Findige Theologen sagen nun: Genau darum geht’s doch bei der Geschichte. Es geht eigentlich gar nicht um Jesus. Dem Autor des Evangeliums geht’s eigentlich um die Leser*innen. Die haben gegenüber den Nicht-Juden eine so überhebliche, arrogante, abweisende Art. Und die müssen lernen, dass Jesus nicht nur zu Juden gekommen ist, sondern zu allen Menschen. In dieser Geschichte wird an der Figur Jesus nur vorgezeigt, wie die Haltung der Leser*innen ist und wie sie sein sollte. Denn auch der Herr ist bereit, sich belehren und vom Glauben der Frau beeindrucken zu lassen.

So kann man das alles theologisch erklären. Ich frage mich aber: Musste Matthäus das unbedingt so machen? Musste er Jesus so arrogant und unsymapthisch zeichnen? Er hätte es nicht müssen. Es gibt andere Bibelstellen, wo er Nicht-Juden ganz anders begegnet und wo dieselbe theologische Aussage getroffen wird, nämlich das Jesus zu allen Menschen gesandt wurde.

Wie also umgehen mit einem solchen Jesus, der eine Frau so lange ignoriert, bis sie vor ihm öffentlich auf die Knie fällt?

Ich möchte noch auf eine andere Geschichte zu sprechen kommen. Diesmal aus dem Johannes-Evangelium. In diesem Schreiben kommt Jesus ohnehin sehr oft sehr unsympathisch rüber. Lest es einmal durch und schaut mal selbst, wie komisch er oft reagiert. Ich möchte aber auf eine Geschichte zu sprechen kommen, wo Jesus wieder einer Frau begegnet und wieder ist es eine Nicht-Jüdin, diesmal eine Samaritanerin. Ich lese auszugsweise vor.

- _DEINE AUFGABE_
Tippe bitte den Text über Jesu Begegnungen mit nichtjüdischen Frauen vollständig und ohne jede Änderung ab.

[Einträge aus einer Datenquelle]
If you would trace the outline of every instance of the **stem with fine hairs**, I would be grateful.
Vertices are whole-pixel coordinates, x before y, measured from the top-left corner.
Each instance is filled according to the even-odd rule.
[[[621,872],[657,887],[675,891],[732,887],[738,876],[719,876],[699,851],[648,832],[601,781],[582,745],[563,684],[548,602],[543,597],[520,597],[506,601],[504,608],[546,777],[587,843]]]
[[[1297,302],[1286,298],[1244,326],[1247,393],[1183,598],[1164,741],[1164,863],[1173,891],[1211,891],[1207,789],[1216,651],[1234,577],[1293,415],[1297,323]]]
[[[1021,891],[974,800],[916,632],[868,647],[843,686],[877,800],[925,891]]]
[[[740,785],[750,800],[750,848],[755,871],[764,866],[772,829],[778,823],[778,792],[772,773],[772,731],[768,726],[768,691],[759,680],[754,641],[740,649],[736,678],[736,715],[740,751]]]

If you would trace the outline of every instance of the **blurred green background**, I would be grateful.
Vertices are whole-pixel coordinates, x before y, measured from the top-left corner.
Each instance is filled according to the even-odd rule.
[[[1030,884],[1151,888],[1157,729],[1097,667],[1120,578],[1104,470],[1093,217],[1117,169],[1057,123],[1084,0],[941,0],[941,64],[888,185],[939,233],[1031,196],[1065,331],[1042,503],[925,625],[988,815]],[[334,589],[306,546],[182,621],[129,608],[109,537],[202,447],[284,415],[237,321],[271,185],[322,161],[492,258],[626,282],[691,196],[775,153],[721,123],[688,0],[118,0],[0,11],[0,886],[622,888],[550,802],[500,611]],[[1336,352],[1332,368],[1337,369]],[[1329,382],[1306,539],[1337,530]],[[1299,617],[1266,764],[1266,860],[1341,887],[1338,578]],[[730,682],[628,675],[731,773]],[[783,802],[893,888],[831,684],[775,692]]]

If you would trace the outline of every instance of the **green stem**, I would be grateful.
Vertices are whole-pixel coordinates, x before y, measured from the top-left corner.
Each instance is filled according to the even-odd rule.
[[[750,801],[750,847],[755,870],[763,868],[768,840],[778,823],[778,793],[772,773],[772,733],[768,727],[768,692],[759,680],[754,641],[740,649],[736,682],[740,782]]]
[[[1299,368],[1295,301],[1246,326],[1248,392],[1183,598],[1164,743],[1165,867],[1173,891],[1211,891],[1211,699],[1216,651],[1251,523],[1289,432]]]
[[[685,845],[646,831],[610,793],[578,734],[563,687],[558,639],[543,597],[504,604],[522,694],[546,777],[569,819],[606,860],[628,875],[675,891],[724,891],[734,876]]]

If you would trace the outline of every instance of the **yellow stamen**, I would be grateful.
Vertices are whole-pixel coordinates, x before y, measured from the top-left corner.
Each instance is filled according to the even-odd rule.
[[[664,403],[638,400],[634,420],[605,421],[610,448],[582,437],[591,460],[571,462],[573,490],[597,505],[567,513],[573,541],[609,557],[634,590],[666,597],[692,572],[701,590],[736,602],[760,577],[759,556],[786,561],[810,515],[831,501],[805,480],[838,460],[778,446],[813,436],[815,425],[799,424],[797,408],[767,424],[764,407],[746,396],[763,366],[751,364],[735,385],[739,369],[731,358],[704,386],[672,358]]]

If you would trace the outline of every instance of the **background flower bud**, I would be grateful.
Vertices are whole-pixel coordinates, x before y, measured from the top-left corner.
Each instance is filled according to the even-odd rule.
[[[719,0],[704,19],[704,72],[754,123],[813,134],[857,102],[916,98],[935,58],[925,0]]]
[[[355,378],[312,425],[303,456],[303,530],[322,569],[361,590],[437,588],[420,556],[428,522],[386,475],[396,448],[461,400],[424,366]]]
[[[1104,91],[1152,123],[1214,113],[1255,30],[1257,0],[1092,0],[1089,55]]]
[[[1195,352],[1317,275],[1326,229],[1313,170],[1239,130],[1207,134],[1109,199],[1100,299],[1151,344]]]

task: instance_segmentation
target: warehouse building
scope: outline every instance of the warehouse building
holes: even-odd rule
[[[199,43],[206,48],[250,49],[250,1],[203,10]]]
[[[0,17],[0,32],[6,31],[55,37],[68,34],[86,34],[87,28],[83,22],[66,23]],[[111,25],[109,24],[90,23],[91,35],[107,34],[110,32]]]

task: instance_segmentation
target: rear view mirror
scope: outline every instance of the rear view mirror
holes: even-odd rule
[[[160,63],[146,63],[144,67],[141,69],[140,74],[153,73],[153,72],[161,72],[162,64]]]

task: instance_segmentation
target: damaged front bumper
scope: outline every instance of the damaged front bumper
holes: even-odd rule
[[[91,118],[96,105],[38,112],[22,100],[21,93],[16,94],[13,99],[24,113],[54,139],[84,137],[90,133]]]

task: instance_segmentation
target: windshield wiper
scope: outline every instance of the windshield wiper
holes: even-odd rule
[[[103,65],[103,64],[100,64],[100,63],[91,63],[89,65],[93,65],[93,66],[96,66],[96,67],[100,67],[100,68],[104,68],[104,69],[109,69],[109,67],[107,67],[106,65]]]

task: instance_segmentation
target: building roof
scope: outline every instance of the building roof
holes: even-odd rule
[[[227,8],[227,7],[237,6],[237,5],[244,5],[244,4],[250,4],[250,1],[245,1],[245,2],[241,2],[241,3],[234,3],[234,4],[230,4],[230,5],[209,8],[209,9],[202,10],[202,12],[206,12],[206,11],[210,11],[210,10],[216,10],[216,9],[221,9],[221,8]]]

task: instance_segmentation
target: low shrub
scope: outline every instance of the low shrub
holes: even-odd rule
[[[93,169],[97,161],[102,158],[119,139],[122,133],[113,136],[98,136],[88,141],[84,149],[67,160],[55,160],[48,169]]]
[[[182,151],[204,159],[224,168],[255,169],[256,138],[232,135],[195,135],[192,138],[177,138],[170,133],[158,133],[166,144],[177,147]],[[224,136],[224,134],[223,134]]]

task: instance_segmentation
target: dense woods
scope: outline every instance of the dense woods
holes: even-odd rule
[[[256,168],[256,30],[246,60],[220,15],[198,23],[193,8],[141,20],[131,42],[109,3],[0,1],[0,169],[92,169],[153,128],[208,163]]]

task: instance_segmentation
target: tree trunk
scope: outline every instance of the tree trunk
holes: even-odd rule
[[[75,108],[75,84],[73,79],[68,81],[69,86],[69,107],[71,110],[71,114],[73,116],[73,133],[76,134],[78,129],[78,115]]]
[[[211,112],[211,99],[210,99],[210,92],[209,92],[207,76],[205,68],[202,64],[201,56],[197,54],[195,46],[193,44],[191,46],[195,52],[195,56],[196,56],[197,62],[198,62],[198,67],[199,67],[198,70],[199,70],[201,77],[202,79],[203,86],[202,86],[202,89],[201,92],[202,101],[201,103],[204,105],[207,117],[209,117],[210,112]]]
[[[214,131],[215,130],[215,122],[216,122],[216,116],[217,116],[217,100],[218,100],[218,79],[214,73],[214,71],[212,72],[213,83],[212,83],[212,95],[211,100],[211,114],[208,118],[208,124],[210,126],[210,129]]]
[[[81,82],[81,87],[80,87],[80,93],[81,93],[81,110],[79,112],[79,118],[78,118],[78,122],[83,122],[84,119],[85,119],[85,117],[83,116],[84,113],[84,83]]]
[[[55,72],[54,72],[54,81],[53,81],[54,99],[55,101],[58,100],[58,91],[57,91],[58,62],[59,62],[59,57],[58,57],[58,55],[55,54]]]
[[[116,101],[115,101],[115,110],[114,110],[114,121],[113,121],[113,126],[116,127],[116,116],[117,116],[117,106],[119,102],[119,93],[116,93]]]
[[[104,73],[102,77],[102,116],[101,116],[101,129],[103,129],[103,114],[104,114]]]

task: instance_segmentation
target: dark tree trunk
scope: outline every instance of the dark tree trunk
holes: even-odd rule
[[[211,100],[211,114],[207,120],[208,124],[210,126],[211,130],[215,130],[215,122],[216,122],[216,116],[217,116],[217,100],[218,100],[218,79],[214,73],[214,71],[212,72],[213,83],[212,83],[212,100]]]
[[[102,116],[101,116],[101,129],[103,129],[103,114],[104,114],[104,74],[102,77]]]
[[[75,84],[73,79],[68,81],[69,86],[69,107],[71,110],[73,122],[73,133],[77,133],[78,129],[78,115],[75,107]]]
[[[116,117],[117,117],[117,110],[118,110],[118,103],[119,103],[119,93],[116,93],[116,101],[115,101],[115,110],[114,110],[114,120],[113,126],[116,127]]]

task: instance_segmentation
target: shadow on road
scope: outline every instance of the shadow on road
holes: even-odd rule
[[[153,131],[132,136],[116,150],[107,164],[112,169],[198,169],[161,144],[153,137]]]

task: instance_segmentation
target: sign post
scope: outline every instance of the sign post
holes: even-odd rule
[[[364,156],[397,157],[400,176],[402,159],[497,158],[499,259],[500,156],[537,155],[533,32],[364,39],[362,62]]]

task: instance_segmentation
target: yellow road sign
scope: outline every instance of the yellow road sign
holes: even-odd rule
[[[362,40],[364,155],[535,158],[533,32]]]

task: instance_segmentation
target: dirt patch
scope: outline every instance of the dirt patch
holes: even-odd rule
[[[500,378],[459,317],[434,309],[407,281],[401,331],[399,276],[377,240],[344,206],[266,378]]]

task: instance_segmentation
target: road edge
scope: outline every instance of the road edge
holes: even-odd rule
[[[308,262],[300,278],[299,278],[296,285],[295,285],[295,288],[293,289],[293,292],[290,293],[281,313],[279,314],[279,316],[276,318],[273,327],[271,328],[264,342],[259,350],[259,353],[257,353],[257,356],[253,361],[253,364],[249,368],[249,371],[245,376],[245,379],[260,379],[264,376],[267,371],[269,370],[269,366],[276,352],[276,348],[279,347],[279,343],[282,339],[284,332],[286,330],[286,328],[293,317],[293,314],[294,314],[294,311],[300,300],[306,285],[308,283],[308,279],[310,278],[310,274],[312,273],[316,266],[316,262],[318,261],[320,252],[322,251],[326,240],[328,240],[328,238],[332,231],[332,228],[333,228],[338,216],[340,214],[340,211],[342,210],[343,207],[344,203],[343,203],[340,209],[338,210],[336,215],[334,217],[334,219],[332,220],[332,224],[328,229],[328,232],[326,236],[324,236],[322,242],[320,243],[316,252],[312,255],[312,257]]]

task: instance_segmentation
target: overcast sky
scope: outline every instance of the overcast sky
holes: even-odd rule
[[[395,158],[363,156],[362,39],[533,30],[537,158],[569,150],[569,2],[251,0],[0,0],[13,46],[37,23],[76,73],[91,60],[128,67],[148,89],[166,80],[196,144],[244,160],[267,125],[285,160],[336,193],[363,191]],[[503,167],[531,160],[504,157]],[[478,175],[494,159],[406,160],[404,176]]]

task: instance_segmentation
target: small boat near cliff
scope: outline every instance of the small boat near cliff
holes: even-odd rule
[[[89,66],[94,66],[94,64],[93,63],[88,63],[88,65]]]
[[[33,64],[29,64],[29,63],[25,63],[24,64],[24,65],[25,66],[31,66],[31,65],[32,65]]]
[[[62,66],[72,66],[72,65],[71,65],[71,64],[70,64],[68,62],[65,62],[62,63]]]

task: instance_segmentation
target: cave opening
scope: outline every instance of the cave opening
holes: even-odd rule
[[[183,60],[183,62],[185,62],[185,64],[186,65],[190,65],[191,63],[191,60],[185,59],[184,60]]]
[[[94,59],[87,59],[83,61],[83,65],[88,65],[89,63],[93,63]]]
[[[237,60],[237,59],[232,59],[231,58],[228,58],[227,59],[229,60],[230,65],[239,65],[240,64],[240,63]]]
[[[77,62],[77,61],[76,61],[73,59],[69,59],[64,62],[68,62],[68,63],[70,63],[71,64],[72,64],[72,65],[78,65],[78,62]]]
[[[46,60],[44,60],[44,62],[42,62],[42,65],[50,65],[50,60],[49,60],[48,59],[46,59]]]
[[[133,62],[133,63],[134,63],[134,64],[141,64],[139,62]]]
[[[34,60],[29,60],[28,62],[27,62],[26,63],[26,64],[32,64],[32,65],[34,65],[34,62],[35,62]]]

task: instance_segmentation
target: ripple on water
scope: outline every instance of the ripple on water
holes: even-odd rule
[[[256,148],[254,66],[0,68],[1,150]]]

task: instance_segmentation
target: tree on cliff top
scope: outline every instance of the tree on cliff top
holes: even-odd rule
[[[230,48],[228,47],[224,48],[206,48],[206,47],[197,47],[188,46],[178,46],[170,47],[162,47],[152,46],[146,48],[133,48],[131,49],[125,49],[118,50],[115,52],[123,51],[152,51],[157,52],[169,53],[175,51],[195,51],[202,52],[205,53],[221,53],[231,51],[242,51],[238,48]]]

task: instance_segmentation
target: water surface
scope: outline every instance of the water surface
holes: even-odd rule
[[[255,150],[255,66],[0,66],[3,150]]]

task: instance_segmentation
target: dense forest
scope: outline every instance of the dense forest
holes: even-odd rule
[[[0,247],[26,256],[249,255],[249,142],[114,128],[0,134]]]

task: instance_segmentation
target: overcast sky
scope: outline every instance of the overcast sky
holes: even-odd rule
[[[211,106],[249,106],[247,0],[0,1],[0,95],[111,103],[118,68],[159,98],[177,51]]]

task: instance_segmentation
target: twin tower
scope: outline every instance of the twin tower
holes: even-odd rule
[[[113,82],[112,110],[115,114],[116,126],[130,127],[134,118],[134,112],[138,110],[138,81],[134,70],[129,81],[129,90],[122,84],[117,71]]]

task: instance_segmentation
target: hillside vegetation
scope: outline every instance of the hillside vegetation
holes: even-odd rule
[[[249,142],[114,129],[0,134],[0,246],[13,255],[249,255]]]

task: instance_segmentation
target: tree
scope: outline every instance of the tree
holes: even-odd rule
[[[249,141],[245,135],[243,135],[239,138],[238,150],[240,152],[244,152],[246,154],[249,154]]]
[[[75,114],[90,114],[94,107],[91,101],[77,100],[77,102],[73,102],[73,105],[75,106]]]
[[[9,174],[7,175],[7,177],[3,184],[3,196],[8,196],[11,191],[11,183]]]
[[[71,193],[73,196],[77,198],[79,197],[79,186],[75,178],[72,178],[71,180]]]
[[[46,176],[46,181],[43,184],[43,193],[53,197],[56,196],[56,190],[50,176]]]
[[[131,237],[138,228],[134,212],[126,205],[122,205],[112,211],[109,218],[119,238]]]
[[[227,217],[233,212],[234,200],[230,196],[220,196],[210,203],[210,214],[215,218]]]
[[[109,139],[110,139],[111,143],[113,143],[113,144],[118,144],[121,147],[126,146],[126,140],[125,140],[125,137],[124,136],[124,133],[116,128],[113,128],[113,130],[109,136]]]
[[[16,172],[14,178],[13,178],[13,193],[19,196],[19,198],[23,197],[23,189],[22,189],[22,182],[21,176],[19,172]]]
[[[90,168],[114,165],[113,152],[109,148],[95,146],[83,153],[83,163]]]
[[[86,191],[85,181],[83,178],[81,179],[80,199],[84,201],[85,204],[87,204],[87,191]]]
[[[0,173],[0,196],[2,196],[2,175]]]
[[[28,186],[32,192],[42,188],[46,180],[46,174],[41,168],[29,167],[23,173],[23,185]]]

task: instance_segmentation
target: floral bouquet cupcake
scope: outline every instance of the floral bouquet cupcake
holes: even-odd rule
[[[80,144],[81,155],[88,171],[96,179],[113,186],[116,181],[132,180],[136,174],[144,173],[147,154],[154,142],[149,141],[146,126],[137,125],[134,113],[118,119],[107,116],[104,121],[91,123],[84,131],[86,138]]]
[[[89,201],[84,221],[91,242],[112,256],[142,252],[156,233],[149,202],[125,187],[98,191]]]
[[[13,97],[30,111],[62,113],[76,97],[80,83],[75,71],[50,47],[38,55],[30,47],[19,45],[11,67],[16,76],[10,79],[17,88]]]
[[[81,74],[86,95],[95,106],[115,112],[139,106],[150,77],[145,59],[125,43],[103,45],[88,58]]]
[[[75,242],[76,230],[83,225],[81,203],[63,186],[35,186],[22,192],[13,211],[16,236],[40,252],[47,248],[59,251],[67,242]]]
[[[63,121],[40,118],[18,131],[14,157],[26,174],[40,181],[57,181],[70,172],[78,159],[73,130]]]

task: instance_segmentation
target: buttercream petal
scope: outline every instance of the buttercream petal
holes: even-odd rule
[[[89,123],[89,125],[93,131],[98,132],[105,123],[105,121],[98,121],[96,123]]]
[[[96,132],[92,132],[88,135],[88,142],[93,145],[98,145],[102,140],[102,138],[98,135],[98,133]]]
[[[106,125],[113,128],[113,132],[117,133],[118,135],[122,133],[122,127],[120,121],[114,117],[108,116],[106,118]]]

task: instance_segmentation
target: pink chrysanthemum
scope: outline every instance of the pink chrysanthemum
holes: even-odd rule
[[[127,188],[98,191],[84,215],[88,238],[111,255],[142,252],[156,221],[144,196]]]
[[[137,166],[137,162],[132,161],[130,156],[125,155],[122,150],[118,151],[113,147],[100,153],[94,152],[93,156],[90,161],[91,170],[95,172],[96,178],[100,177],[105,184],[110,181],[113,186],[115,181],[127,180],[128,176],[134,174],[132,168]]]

- _ERGEBNIS DER AUFGABE_
Findige Theologen sagen nun: Genau darum geht’s doch bei der Geschichte. Es geht eigentlich gar nicht um Jesus. Dem Autor des Evangeliums geht’s eigentlich um die Leser*innen. Die haben gegenüber den Nicht-Juden eine so überhebliche, arrogante, abweisende Art. Und die müssen lernen, dass Jesus nicht nur zu Juden gekommen ist, sondern zu allen Menschen. In dieser Geschichte wird an der Figur Jesus nur vorgezeigt, wie die Haltung der Leser*innen ist und wie sie sein sollte. Denn auch der Herr ist bereit, sich belehren und vom Glauben der Frau beeindrucken zu lassen.

So kann man das alles theologisch erklären. Ich frage mich aber: Musste Matthäus das unbedingt so machen? Musste er Jesus so arrogant und unsymapthisch zeichnen? Er hätte es nicht müssen. Es gibt andere Bibelstellen, wo er Nicht-Juden ganz anders begegnet und wo dieselbe theologische Aussage getroffen wird, nämlich das Jesus zu allen Menschen gesandt wurde.

Wie also umgehen mit einem solchen Jesus, der eine Frau so lange ignoriert, bis sie vor ihm öffentlich auf die Knie fällt?

Ich möchte noch auf eine andere Geschichte zu sprechen kommen. Diesmal aus dem Johannes-Evangelium. In diesem Schreiben kommt Jesus ohnehin sehr oft sehr unsympathisch rüber. Lest es einmal durch und schaut mal selbst, wie komisch er oft reagiert. Ich möchte aber auf eine Geschichte zu sprechen kommen, wo Jesus wieder einer Frau begegnet und wieder ist es eine Nicht-Jüdin, diesmal eine Samaritanerin. Ich lese auszugsweise vor.